#### Entries provided
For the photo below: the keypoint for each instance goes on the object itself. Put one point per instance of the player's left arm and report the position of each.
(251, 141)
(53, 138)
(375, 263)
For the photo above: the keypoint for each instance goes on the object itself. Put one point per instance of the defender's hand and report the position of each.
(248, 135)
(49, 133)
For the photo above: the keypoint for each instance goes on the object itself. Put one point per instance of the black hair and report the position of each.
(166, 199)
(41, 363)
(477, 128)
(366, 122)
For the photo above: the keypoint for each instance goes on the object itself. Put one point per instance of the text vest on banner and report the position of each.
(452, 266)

...

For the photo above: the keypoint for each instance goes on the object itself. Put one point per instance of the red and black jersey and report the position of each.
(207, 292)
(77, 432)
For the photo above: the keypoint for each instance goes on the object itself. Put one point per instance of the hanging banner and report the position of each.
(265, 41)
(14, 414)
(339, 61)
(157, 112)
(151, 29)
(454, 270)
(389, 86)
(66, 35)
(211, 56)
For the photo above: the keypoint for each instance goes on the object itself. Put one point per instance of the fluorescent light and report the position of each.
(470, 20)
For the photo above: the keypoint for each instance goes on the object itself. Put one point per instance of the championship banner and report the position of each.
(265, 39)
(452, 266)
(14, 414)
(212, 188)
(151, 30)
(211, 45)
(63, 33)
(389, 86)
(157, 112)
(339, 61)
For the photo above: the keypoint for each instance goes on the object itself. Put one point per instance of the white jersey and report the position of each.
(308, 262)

#### Short task
Find each line in the records above that contains the word "jersey", and copy those lines out. Treat uppercase and lowercase letters as different.

#### Solution to this problem
For the photo above: the keypoint for each instance goes on the object itself. Put one point per instance of the red and black jersey and report the position of each.
For the photo above: the keypoint for each instance goes on the object itself. Put one point per instance of the white jersey and report the position of each.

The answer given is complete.